Instruction: Set each line of the material below into a numbered list, omitting any blank lines.

Information provided:

○ ○ ○ ○

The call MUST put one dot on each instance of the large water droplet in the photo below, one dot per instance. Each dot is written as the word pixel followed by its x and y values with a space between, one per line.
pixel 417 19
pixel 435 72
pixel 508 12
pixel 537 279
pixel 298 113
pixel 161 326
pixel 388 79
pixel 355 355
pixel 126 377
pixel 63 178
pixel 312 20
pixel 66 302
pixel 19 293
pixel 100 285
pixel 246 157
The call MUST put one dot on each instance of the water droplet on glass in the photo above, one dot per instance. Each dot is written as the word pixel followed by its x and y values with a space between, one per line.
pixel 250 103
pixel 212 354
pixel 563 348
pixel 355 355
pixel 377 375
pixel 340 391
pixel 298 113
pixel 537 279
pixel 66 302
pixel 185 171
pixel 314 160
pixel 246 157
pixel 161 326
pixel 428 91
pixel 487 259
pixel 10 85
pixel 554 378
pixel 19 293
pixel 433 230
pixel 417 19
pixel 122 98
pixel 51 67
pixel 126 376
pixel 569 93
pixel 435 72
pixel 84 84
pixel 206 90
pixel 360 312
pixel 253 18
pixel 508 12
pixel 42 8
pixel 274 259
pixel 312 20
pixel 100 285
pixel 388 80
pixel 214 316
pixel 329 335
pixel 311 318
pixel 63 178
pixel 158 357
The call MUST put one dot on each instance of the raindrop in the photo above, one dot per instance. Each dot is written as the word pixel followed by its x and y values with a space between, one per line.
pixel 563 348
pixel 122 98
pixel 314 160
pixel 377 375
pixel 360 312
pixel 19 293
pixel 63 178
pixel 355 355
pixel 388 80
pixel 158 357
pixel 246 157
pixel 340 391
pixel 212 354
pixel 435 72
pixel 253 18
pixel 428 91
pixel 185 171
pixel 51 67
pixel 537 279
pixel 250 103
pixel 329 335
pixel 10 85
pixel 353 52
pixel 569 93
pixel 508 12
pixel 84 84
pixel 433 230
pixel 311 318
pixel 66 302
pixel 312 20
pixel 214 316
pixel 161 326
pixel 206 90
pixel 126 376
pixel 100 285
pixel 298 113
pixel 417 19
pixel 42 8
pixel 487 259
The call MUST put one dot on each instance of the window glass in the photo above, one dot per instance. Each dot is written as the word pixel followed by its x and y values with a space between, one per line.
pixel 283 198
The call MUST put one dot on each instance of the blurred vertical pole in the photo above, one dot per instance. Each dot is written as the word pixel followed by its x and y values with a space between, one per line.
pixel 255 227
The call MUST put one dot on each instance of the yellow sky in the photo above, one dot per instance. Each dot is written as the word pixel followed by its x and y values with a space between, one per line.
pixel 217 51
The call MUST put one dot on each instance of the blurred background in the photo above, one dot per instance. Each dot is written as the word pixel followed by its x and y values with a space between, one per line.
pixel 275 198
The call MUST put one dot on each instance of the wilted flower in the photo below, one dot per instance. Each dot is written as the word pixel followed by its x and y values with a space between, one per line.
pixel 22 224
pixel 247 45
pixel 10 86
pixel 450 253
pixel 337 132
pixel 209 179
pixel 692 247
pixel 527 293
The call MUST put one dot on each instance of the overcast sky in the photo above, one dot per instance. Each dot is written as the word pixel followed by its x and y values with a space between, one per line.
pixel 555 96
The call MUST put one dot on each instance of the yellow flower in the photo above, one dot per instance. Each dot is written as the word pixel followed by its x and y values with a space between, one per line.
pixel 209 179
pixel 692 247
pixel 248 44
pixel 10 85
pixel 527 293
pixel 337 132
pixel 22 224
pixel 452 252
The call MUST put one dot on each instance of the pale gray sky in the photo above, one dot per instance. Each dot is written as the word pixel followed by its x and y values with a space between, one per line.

○ ○ ○ ○

Task result:
1. The call MUST put one dot on each instance of the large water droplet in the photo below, one dot per instance. Each dot is written as the word pixel followed by its x and y values with a space between, one per line.
2. pixel 417 19
3. pixel 435 72
4. pixel 508 12
5. pixel 537 279
6. pixel 298 113
7. pixel 161 326
8. pixel 388 79
9. pixel 355 355
10. pixel 126 377
11. pixel 63 178
12. pixel 312 20
13. pixel 66 302
14. pixel 19 293
15. pixel 100 285
16. pixel 246 157
17. The call MUST put one dot on each instance of the water droplet on glass in the photo above, one dot per instance. Each dot is written as the word pixel followed by its x and y values with a space between, one per line.
18. pixel 250 103
19. pixel 212 354
20. pixel 563 348
21. pixel 355 355
22. pixel 377 375
23. pixel 340 391
24. pixel 298 113
25. pixel 537 279
26. pixel 66 302
27. pixel 185 171
28. pixel 314 160
29. pixel 246 157
30. pixel 161 326
31. pixel 428 91
32. pixel 487 259
33. pixel 10 85
34. pixel 554 378
35. pixel 19 293
36. pixel 433 230
37. pixel 417 19
38. pixel 122 98
39. pixel 51 67
40. pixel 126 376
41. pixel 569 93
42. pixel 435 72
43. pixel 84 84
44. pixel 206 90
45. pixel 360 312
46. pixel 253 18
47. pixel 508 12
48. pixel 42 8
49. pixel 274 259
50. pixel 312 20
51. pixel 100 285
52. pixel 388 80
53. pixel 214 316
54. pixel 329 335
55. pixel 311 318
56. pixel 63 178
57. pixel 158 357
58. The call MUST put one dot on each instance of the raindrop in the photo above, one dot per instance. Each dot is written as the word pixel followed by its x and y values with a space between, one per line.
59. pixel 563 348
60. pixel 122 98
61. pixel 314 160
62. pixel 377 375
63. pixel 360 312
64. pixel 19 293
65. pixel 63 178
66. pixel 355 355
67. pixel 388 80
68. pixel 158 357
69. pixel 246 157
70. pixel 340 391
71. pixel 212 354
72. pixel 435 72
73. pixel 253 18
74. pixel 428 91
75. pixel 185 171
76. pixel 51 67
77. pixel 537 279
78. pixel 250 103
79. pixel 329 335
80. pixel 10 85
81. pixel 353 52
82. pixel 569 93
83. pixel 508 12
84. pixel 84 84
85. pixel 433 230
86. pixel 311 318
87. pixel 66 302
88. pixel 312 20
89. pixel 214 316
90. pixel 161 326
91. pixel 206 90
92. pixel 126 376
93. pixel 100 285
94. pixel 298 113
95. pixel 417 19
96. pixel 42 8
97. pixel 487 259
98. The call MUST put one dot on each instance of the window glass in the photo above, one dot per instance. Each dot is written as the word pixel followed by its x and y values with a space between, one per line.
99. pixel 283 198
100. The call MUST put one dot on each instance of the blurred vertical pole in the photo above, one dot per instance. Each dot is written as the word pixel followed by its x and y values with a space between, one per line.
101. pixel 255 227
102. The call MUST put one dot on each instance of the yellow sky in the photo above, one dot per instance. Each dot is written as the word pixel followed by its x and y values with a space between, one per line.
103. pixel 217 51
104. The call MUST put one dot on each instance of the blurred background in the photo above, one dot per instance. Each dot is written as the word pixel followed by its x and y values with a space between, one per line.
105. pixel 275 198
106. The call MUST put one dot on each instance of the wilted flower in the photo below, one dot per instance. Each dot is written as the word pixel followed by its x and y values with a space between, one per line.
107. pixel 22 224
108. pixel 247 45
109. pixel 10 86
110. pixel 450 253
111. pixel 337 132
112. pixel 209 179
113. pixel 692 247
114. pixel 527 293
115. The call MUST put one dot on each instance of the overcast sky in the photo above, one dot per instance. Each dot is written as the word pixel followed by its x and y values with a space between, one per line.
116. pixel 555 96
117. The call MUST put one dot on each instance of the yellow flower in the photo above, one dot per instance. Each dot is written as the word pixel followed by its x and y values with a space between, one per line.
118. pixel 209 179
119. pixel 692 247
120. pixel 248 44
121. pixel 10 85
122. pixel 527 293
123. pixel 337 132
124. pixel 22 224
125. pixel 452 252
126. The call MUST put one dot on each instance of the pale gray sky in the photo above, one dot per instance. Each dot is written as the word pixel followed by its x and y values with a space between, one per line.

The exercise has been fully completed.